### [Data for processing]
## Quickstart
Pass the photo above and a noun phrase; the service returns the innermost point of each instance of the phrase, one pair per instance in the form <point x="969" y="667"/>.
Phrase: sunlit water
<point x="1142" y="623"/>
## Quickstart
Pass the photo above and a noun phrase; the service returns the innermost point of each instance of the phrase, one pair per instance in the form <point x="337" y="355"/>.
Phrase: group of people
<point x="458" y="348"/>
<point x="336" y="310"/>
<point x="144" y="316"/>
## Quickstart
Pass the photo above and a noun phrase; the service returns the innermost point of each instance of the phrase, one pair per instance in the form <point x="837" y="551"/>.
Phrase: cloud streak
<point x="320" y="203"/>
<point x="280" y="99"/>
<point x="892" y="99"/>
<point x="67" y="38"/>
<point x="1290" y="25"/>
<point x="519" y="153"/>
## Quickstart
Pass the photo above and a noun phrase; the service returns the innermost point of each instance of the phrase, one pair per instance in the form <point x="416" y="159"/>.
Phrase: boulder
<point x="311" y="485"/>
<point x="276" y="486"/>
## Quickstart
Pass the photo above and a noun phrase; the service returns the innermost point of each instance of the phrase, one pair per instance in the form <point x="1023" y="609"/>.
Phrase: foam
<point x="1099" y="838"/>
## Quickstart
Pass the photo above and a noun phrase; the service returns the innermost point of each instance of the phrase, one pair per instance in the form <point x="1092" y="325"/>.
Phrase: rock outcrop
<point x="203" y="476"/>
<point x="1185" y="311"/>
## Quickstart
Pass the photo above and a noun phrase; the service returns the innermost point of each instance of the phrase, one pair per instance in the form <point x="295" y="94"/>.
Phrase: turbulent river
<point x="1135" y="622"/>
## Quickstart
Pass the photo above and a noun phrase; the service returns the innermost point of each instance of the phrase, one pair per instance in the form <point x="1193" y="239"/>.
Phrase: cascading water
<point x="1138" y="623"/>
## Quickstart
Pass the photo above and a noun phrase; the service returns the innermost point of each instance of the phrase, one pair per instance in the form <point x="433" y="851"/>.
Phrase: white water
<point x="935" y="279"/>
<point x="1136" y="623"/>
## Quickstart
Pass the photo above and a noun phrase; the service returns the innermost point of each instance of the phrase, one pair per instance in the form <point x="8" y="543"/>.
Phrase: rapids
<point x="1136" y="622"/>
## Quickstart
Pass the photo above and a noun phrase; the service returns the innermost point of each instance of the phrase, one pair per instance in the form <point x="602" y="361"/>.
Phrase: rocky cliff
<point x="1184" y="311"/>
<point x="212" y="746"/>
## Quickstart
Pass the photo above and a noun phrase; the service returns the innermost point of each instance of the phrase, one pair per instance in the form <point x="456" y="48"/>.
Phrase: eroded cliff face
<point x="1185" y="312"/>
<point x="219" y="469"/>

### [Problem statement]
Retype the listing. Match it exactly.

### [Solution to this exercise]
## Quickstart
Pass the photo above and a noun phrase; the service returns the innermost point of each instance of the phrase, one pair per instance in the form <point x="969" y="667"/>.
Phrase: sunlit water
<point x="1142" y="623"/>
## Quickstart
Pass the photo above and a noun phrase; the service returns the innermost point of each instance of the phrase, one pair per instance in the form <point x="337" y="355"/>.
Phrase: group of people
<point x="458" y="348"/>
<point x="336" y="310"/>
<point x="144" y="316"/>
## Quickstart
Pass the photo above and a noun phrase; the service returns the innermost point of each instance of the phrase, one pair per instance in the form <point x="837" y="551"/>.
Phrase: cloud streak
<point x="320" y="203"/>
<point x="280" y="99"/>
<point x="892" y="99"/>
<point x="67" y="38"/>
<point x="1290" y="25"/>
<point x="519" y="153"/>
## Quickstart
Pass the photo above and a noun phrase; the service returns the innermost point of each instance of the phrase, one pair per instance in the form <point x="416" y="159"/>.
Phrase: boulder
<point x="311" y="485"/>
<point x="276" y="486"/>
## Quickstart
Pass the photo above and a noun phrase; the service returns the innermost point of each instance of the phrase, one pair per instance in the form <point x="1023" y="609"/>.
Phrase: foam
<point x="1099" y="838"/>
## Quickstart
Pass the photo above and a noun phrase; the service returns the innermost point of each instance of the phrase, one pair per instance in the form <point x="1092" y="325"/>.
Phrase: rock outcrop
<point x="203" y="476"/>
<point x="1185" y="311"/>
## Quickstart
Pass the photo above and a noun phrase; the service returns the innermost point of each instance of the phrase, one pair per instance in the form <point x="295" y="94"/>.
Phrase: turbulent river
<point x="1135" y="622"/>
## Quickstart
Pass the photo above and a noun phrase; the service returns the innermost point of each instance of the phrase, one pair per instance in the form <point x="1193" y="239"/>.
Phrase: cascading water
<point x="1138" y="623"/>
## Quickstart
Pass the photo above and a noun phrase; the service returns the innermost point of each instance of the phrase, one pair per instance in the form <point x="433" y="851"/>.
Phrase: white water
<point x="935" y="279"/>
<point x="1136" y="623"/>
## Quickstart
Pass the photo above and a noun phrase; the service returns the innermost point of each instance of the phrase, one pair per instance in the form <point x="8" y="543"/>.
Phrase: rapids
<point x="1136" y="622"/>
## Quickstart
Pass the photo above and a noun phrase; the service returns the innermost point of each instance of the phrase, one pair per instance in the form <point x="602" y="361"/>.
Phrase: rocky cliff
<point x="1184" y="311"/>
<point x="212" y="746"/>
## Quickstart
Pass the photo above and a noun phrase; the service returns the innermost point of each instance of the phrase, one pair per instance in the form <point x="456" y="48"/>.
Phrase: eroded cliff face
<point x="1185" y="312"/>
<point x="219" y="469"/>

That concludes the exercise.